### BRIEF:
Each entry must be output once more without any change.

= = = = = = =

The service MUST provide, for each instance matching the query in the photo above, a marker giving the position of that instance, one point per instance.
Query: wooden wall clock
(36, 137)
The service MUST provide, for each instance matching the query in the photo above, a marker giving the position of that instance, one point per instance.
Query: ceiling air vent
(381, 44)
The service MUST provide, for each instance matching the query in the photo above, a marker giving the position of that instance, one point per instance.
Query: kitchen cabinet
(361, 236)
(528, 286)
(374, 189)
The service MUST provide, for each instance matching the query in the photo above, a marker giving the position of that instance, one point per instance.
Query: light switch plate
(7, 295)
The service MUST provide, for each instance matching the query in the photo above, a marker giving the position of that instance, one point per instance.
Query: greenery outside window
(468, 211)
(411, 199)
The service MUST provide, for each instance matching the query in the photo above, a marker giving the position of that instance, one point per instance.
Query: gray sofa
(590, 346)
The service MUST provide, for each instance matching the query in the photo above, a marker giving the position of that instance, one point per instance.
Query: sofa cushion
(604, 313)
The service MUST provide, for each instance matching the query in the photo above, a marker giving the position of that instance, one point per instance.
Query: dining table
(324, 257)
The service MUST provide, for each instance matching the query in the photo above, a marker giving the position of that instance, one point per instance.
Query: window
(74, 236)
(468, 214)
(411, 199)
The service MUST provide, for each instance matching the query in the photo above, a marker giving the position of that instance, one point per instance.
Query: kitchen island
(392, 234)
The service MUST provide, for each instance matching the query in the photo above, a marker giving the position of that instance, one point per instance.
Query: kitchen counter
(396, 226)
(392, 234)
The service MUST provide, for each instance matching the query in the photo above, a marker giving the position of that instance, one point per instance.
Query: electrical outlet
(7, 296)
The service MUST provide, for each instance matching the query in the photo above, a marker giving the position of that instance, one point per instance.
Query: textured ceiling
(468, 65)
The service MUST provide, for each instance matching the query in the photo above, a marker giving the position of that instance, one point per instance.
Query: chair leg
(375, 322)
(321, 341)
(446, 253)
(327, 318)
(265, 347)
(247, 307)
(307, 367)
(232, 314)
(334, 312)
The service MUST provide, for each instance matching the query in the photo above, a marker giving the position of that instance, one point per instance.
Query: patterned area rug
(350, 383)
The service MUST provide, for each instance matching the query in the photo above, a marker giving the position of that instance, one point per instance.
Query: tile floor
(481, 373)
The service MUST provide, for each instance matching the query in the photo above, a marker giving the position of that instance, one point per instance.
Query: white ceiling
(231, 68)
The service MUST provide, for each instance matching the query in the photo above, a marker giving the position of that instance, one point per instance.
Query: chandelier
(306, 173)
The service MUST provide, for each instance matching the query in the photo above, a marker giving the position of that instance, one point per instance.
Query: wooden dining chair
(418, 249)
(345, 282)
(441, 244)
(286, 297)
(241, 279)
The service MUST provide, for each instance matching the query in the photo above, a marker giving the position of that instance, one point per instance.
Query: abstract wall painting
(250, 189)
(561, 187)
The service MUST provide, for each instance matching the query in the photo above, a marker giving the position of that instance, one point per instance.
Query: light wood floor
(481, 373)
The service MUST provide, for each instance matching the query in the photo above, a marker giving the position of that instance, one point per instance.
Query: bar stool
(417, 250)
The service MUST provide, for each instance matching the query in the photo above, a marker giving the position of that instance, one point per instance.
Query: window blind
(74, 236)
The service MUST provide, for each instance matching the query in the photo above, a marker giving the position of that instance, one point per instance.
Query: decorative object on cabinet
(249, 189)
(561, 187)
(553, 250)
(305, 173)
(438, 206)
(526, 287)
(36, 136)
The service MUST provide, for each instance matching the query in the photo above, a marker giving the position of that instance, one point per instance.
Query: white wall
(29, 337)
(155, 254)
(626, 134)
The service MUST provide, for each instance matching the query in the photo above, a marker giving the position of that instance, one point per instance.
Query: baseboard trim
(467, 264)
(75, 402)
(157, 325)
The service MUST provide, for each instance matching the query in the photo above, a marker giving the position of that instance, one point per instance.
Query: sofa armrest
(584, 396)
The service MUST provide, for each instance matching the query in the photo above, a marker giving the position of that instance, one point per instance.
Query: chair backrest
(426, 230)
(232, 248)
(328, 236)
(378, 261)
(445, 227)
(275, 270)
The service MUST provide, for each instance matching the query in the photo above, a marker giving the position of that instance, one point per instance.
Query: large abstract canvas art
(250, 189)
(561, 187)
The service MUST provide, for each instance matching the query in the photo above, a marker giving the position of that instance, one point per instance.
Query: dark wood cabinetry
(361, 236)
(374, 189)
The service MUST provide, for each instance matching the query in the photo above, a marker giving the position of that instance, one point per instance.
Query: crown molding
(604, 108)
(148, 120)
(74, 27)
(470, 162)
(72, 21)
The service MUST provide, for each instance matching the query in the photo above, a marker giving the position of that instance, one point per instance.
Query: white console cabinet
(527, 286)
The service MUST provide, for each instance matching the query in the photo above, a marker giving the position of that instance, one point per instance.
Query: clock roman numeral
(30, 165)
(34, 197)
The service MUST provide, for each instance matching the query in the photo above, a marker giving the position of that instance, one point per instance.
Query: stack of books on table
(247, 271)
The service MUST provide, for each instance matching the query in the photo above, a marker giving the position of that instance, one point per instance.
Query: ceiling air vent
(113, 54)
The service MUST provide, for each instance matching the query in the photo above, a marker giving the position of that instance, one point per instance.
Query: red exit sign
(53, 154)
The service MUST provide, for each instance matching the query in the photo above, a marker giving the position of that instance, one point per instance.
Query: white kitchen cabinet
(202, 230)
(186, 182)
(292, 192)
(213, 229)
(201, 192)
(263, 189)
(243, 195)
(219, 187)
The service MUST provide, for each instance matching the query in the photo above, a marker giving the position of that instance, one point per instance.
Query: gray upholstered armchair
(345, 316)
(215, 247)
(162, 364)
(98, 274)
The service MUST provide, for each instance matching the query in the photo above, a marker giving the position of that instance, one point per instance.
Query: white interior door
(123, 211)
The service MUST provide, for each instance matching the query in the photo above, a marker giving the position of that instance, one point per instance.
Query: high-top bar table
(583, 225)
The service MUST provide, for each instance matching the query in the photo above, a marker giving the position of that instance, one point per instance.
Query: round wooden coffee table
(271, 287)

= = = = = = =

### EXERCISE OUTPUT:
The service MUST provide, for each instance matching the query in the photo above, a marker giving the position of that instance, one point per instance.
Query: wooden wall clock
(36, 137)
The service MUST provide, for each instance matching the query in the photo above, a marker giving the position of that instance, one point per instance.
Query: ceiling air vent
(381, 44)
The service MUST provide, for each instance matching the query in the photo above, a marker giving the position of that instance, one point per instance.
Query: kitchen cabinet
(361, 236)
(528, 286)
(374, 189)
The service MUST provide, for each instance matching the query in the photo above, a marker giving the position of that instance, one point per instance.
Query: light switch plate
(7, 295)
The service MUST provide, for each instance matching the query in the photo above, a marker giving the position of that instance, one point per instance.
Query: greenery outside window
(468, 211)
(411, 199)
The service MUST provide, for each instance matching the query in the photo above, a marker giving the position of that instance, one point per instance.
Query: gray sofa
(590, 346)
The service MUST provide, for each instance matching the query in the photo above, a marker giving the position of that instance, one point per instance.
Query: sofa cushion
(604, 313)
The service MUST provide, for each instance matching the query in the photo above, a marker giving the position of that instance, one point per instance.
Query: dining table
(324, 257)
The service MUST provide, for each instance matching the query in the photo above, a marker giving the position of that instance, one point per instance.
Query: window
(74, 236)
(468, 214)
(411, 199)
The service MUST provide, for each instance matching the query in the photo above, a marker giving the position of that instance, one point per instance.
Query: kitchen island
(392, 234)
The service MUST provide, for each instance matching the query in the photo above, a marker giving the position of that instance, one point per instance.
Query: kitchen counter
(396, 226)
(392, 234)
The service MUST provide, for each instance matching the query in the photo above, a marker giving the position of that instance, one point per instance.
Query: electrical outlet
(7, 296)
The service MUST provide, for each instance matching the query in the photo above, a marker giving the position of that instance, one point per instance.
Query: textured ceiling
(468, 65)
The service MUST provide, for each instance matching the query in the photo above, a marker giving the position of that instance, one point per instance.
Query: chair leg
(375, 322)
(321, 341)
(446, 253)
(327, 318)
(265, 347)
(247, 307)
(307, 367)
(232, 314)
(334, 312)
The service MUST provide, for each instance matching the query in the photo above, a marker giving the position of that instance, one point per instance.
Query: patterned area rug
(350, 383)
The service MUST provide, for each instance matching the query in the photo above, a marker giving the position of that instance, one point per instance.
Query: tile floor
(481, 373)
The service MUST provide, for each instance matching the query in the photo above, a marker giving the position of that instance, one point per instance.
Query: white ceiling
(231, 68)
The service MUST provide, for each instance matching the query in the photo above, a marker giving the position of that instance, one point per instance.
Query: chandelier
(306, 173)
The service MUST provide, for each instance matching the query in the photo above, a marker giving the position of that instance, one point per instance.
Query: wooden dining chair
(418, 249)
(345, 282)
(441, 244)
(286, 297)
(241, 279)
The service MUST provide, for each instance matching the query in the photo above, a marker giving the position of that instance, one point per instance.
Query: abstract wall painting
(250, 189)
(561, 187)
The service MUST provide, for each instance matching the query in the photo above, a marker giving the position of that instance, one point per instance.
Query: light wood floor
(481, 373)
The service MUST provide, for each instance matching the query in the photo above, a marker giving the position of that instance, one point per instance.
Query: bar stool
(417, 250)
The service MUST provide, for each instance matching the query in the photo above, a marker giving the position of that instance, one point per instance.
Query: window blind
(74, 236)
The service MUST provide, for each instance matching the query in the photo above, a marker giving the position of that instance, one point per instance.
Query: decorative object on cabinet
(249, 189)
(561, 187)
(553, 250)
(305, 173)
(438, 206)
(526, 287)
(36, 136)
The service MUST provide, for each instance matching the query in the photo above, a marker giving the position of that instance, one point per instance.
Query: white wall
(29, 337)
(155, 254)
(626, 134)
The service MUST provide, for each instance matching the query in the photo above, a marker giving the position of that instance, one point per instance.
Query: baseboard trim
(467, 264)
(75, 402)
(157, 325)
The service MUST provide, for each instance matching the query in the photo above, a marker giving the position of that instance, one point per instance.
Query: sofa armrest
(584, 396)
The service MUST provide, for each instance matching the query in the photo above, a marker giving the position of that instance, one point per instance.
Query: chair backrest
(426, 230)
(232, 248)
(328, 236)
(378, 261)
(445, 227)
(275, 270)
The service MUST provide, for each instance matching the query in the photo above, a marker giving the position of that instance, one point per instance.
Query: large abstract canvas art
(250, 189)
(561, 187)
The service MUST provide, for each instance matching the query in the photo above, a marker giving the position of that instance, one point per instance.
Query: dark wood cabinetry
(361, 236)
(374, 189)
The service MUST provide, for each instance matching the query in the photo above, a marker giving the position of that instance, one point per instance.
Query: crown molding
(604, 108)
(148, 120)
(74, 27)
(470, 162)
(72, 21)
The service MUST provide, for each instance matching the query in the photo above, a marker giving the position of that instance, one point per instance.
Query: white console cabinet
(527, 286)
The service MUST provide, for each instance matching the query in the photo above, a marker giving the position of that instance, one point per instance.
Query: clock roman numeral
(30, 165)
(34, 197)
The service MUST provide, for each instance matching the query in the photo above, a marker giving the position of that instance, one point per instance.
Query: stack of books on table
(247, 271)
The service MUST provide, for each instance matching the query in the photo above, a marker giving the position of that instance, one point per instance.
Query: ceiling air vent
(113, 54)
The service MUST provide, for each instance matching the query in the photo above, a marker giving the position of that instance, one point per instance.
Query: red exit sign
(53, 154)
The service MUST provide, for each instance matching the query in the photo above, a marker giving the position of that instance, one point per instance.
Query: white kitchen cabinet
(202, 230)
(186, 182)
(292, 192)
(213, 229)
(201, 192)
(263, 189)
(243, 195)
(219, 187)
The service MUST provide, for each instance matching the query in the photo above, a marker giving the position of that instance, one point per instance.
Query: gray upholstered armchair
(345, 316)
(215, 247)
(162, 364)
(98, 274)
The service MUST provide, for each instance matching the query in the photo above, a marker giving the position of that instance, one point per instance.
Query: white interior door
(123, 211)
The service MUST provide, for each instance matching the query in the photo above, a marker giving the position of that instance, one point per instance.
Query: high-top bar table
(583, 225)
The service MUST provide, for each instance matching the query in the photo above, a marker giving the position of that instance, one point per instance.
Query: round wooden coffee table
(271, 287)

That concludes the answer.